### Given passage ###

Good grazing can contribute to deep-rooted perennials, ground cover, and a litter layer—all features of a landscape able to hold on to soil come drought or deluge. Graziers may be the best people to tend land at a scale wide enough to match the depth of our perils as we face a changing climate, and we have to step up our game.
But even the most soil-centric practices can lack something fundamental. There is a lot of talk these days about new and better ways to farm and graze. There is hope that by better tending plants and animals, we can reverse the trends of degradation on rangeland for the benefit of all life.
But I’m concerned that the growing excitement over regenerative agriculture, and the increasing public valuation of prairies and grasslands, may be ignoring something more fundamental—the human systems at work. From what I’ve seen, many outwardly progressive-seeming farms and ranches across the country are plagued with internal strife between employees and family members. Resentments build, stress grows, and systems break down. It’s as if the living ecosystem is beholden to the ecology of our relationships. Intergenerational trauma, unspoken resentment, and a simple and woeful lack of shared skills in resolving conflict will hamper the very progress we so desperately need.
Maybe it’s this piece that agriculture has most neglected and is in most need of restoration—the complexity of the human spirit. Much of agriculture scales because there is more physical work to do, yet along with those bodies come hearts and minds. Only when agriculture addresses not only the integrity of its soil but also its social systems can it be truly regenerative.

###

Exercises to complete
- A) In the passage on grazing, which three landscape features can good grazing contribute to?
- B) Using the passage on grazing, please explain in one to three sentences why, as agriculture scales, it has to deal with hearts and minds.

### Extracted information ###

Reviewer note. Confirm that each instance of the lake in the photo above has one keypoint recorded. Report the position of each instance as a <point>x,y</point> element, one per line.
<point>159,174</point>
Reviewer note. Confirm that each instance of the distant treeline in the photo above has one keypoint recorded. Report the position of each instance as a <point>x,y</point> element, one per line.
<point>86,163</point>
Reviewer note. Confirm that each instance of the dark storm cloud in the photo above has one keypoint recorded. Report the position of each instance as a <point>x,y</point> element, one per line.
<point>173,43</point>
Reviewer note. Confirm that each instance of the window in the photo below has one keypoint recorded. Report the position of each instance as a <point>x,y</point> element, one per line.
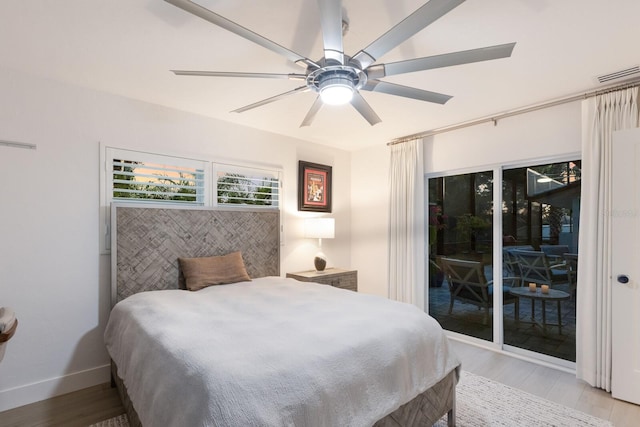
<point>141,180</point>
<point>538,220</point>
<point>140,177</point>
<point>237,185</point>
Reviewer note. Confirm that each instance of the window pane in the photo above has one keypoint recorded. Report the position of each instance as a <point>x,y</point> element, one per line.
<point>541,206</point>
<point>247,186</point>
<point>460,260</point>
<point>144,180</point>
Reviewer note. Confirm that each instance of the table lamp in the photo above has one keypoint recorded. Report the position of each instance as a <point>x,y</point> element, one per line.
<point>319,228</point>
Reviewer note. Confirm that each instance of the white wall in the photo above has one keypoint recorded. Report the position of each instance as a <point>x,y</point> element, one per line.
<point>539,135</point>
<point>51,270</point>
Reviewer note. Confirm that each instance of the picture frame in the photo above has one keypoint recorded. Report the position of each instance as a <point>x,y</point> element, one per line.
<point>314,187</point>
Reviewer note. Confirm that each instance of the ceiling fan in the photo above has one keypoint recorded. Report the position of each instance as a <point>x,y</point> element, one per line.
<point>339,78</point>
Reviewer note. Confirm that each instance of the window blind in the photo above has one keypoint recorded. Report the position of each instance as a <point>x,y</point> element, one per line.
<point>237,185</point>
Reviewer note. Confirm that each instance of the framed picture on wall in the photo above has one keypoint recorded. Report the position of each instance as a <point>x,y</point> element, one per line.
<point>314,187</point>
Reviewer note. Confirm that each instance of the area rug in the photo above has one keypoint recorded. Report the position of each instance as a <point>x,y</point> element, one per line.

###
### Extracted information ###

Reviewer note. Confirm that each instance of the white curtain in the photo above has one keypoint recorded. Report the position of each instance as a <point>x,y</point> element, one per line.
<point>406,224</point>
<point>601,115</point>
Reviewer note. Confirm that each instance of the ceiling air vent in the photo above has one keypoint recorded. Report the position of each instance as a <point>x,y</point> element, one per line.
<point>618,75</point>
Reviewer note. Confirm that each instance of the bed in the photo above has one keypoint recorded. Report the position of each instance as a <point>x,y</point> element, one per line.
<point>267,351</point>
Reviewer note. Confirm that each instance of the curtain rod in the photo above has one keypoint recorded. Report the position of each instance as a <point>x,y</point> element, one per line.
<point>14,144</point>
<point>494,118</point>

###

Exercise results
- A) Deep-rooted perennials, ground cover, and a litter layer.

- B) Agriculture scales because there is more physical work to do, which brings in more people. Along with those bodies come hearts and minds.